Region labeling records:
§ §
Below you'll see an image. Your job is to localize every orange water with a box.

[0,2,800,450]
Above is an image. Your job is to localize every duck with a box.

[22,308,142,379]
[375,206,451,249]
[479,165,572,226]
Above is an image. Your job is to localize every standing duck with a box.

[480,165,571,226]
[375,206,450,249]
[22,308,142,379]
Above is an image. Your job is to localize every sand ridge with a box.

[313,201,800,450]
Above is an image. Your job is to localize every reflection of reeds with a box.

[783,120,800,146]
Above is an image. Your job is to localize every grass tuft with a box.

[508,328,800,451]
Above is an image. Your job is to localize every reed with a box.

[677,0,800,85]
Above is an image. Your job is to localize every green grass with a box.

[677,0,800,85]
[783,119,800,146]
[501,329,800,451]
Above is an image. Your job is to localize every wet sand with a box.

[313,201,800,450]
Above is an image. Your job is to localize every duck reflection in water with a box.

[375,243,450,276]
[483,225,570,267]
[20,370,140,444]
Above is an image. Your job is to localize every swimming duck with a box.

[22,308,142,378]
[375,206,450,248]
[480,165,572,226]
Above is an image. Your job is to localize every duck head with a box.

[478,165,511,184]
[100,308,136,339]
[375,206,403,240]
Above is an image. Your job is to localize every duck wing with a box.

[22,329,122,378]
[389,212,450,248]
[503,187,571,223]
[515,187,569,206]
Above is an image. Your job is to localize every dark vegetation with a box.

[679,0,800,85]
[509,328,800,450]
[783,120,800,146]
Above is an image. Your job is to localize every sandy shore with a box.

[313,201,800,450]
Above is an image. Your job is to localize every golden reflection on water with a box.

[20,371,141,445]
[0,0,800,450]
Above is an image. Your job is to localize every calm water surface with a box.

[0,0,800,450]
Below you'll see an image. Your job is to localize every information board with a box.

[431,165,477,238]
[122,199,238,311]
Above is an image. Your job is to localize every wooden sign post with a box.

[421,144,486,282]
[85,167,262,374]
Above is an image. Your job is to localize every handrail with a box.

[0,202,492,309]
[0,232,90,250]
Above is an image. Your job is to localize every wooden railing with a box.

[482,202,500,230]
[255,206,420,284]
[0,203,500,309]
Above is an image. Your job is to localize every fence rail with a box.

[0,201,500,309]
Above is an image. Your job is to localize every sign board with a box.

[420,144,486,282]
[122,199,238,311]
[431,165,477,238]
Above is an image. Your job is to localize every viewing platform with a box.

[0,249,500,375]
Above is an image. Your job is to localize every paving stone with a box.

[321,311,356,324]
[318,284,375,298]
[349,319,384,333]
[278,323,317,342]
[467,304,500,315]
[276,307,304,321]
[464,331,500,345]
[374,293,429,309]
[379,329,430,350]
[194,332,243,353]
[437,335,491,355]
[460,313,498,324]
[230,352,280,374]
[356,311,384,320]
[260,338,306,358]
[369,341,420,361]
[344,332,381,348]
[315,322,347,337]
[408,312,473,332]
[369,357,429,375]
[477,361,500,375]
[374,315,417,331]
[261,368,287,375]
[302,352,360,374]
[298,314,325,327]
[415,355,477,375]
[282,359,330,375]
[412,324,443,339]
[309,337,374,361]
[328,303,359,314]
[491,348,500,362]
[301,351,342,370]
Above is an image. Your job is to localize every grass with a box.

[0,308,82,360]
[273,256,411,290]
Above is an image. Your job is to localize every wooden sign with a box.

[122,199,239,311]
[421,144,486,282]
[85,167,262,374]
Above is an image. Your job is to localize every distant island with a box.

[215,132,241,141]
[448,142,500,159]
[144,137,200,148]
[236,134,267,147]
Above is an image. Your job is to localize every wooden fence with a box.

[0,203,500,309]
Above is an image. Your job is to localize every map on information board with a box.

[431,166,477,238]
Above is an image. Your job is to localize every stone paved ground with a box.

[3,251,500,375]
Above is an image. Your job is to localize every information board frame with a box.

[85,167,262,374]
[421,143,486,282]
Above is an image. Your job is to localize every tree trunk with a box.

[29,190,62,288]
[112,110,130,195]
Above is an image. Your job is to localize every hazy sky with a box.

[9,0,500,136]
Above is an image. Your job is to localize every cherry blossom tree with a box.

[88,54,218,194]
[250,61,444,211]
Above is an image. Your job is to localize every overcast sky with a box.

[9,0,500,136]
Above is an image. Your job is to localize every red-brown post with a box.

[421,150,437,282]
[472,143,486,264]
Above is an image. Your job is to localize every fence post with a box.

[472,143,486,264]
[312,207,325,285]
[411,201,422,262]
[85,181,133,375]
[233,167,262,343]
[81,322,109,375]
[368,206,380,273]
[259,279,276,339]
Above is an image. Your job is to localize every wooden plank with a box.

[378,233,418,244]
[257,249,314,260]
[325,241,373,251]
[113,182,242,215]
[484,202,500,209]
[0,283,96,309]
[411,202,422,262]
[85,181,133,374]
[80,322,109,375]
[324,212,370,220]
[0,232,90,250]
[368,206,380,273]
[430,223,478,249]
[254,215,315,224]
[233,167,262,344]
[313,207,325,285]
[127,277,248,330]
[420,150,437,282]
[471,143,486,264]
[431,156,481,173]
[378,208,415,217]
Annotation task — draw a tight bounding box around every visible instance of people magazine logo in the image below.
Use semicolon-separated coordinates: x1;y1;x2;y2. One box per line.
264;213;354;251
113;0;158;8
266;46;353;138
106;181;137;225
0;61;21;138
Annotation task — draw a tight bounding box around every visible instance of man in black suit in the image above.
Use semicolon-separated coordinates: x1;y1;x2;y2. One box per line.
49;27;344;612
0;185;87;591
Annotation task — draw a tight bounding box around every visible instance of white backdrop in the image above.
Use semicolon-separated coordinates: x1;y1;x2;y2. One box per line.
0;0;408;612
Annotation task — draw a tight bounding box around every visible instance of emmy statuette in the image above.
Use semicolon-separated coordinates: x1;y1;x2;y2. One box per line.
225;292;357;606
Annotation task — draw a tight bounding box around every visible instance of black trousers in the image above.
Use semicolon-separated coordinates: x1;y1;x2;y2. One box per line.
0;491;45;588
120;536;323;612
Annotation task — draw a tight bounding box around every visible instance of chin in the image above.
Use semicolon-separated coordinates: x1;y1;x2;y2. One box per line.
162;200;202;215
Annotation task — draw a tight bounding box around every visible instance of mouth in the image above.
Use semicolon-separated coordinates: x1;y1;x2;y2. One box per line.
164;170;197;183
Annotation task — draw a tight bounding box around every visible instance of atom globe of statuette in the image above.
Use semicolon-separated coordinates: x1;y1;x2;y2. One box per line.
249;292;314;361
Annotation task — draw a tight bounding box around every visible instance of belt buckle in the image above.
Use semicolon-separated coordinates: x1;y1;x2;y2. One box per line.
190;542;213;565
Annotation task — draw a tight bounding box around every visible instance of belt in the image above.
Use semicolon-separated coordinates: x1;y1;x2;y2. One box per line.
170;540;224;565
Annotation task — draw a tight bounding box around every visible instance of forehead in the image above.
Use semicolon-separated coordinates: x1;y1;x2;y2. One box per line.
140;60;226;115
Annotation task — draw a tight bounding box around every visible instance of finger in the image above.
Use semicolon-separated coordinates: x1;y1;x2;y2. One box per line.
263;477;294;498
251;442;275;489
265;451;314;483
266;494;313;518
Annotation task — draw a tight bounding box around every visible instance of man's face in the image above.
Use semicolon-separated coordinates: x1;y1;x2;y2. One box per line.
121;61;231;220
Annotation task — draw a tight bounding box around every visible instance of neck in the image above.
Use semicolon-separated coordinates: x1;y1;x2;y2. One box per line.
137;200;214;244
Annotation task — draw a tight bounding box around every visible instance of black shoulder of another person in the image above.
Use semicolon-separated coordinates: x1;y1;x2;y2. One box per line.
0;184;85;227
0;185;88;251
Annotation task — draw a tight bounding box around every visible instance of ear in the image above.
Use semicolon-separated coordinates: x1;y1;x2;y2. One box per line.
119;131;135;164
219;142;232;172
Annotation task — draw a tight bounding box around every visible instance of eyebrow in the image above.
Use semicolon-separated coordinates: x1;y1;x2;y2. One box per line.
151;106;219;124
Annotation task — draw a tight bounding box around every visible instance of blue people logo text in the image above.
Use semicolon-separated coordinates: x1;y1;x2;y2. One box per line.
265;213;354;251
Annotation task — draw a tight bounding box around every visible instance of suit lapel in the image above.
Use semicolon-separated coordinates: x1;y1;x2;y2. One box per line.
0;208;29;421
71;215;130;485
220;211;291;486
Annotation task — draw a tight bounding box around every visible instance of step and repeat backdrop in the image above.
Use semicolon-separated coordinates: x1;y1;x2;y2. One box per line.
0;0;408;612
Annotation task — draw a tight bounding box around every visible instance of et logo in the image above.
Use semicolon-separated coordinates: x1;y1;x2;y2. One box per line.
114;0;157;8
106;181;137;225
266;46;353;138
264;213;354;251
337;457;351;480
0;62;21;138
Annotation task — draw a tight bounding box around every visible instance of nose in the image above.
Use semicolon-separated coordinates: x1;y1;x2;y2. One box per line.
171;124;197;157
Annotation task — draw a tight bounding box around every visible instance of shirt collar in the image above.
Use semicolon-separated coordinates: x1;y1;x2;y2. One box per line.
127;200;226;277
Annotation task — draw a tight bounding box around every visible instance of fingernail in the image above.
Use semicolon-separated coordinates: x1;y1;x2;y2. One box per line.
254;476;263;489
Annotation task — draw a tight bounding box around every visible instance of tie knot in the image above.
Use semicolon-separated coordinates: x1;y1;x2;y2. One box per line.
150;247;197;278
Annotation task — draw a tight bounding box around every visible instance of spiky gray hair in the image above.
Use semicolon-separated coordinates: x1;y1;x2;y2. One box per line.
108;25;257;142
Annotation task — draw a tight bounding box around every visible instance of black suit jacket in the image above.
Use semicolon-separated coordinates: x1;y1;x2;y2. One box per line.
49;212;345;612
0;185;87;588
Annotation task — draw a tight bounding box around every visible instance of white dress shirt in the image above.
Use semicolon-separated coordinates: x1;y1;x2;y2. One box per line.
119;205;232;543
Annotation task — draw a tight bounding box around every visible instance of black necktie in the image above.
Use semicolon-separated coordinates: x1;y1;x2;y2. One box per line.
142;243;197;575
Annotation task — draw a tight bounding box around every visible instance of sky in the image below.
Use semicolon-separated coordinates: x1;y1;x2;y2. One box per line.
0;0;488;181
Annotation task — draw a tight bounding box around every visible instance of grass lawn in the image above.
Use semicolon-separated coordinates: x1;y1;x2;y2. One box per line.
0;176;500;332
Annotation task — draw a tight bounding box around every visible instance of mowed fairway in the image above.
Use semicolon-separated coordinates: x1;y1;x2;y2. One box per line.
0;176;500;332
§ §
**What is being asked**
Each line from the one containing "hair in the image above." to the end of the listing above should be copied exactly, and nothing else.

**Answer to this exercise**
Annotation task — draw a tight bounding box around every visible instance of spiky gray hair in the image above.
Use semicolon-separated coordinates: x1;y1;x2;y2. One box per line.
108;25;257;142
Annotation task — draw a tight bounding box around every visible instance of black suit jacket in the image above.
Use semicolon-separated coordinates: x1;y1;x2;y2. One box per line.
49;212;345;612
0;185;87;588
Annotation task — draw a tight bounding box around every visible instance of white dress shirt in the image above.
Use semicolon-separated coordinates: x1;y1;x2;y2. One box per line.
119;205;232;543
Annotation task — draw a tight bounding box around every visible instance of black necktie in the image above.
Use semicolon-separated coordinates: x1;y1;x2;y2. One box per line.
142;243;197;575
Annotation task — draw a tight bounding box around every visible instance of sky in the image below.
Use semicolon-separated coordinates: x1;y1;x2;y2. One box per line.
0;0;488;181
Annotation task — draw a tight bounding box around every visible instance of grass lawn in the image above.
Use semicolon-separated coordinates: x1;y1;x2;y2. One box per line.
0;176;500;332
Annotation task — draw a tight bounding box around every visible instance of mowed fairway in the image above.
Use semicolon-separated coordinates: x1;y1;x2;y2. One box per line.
0;176;500;332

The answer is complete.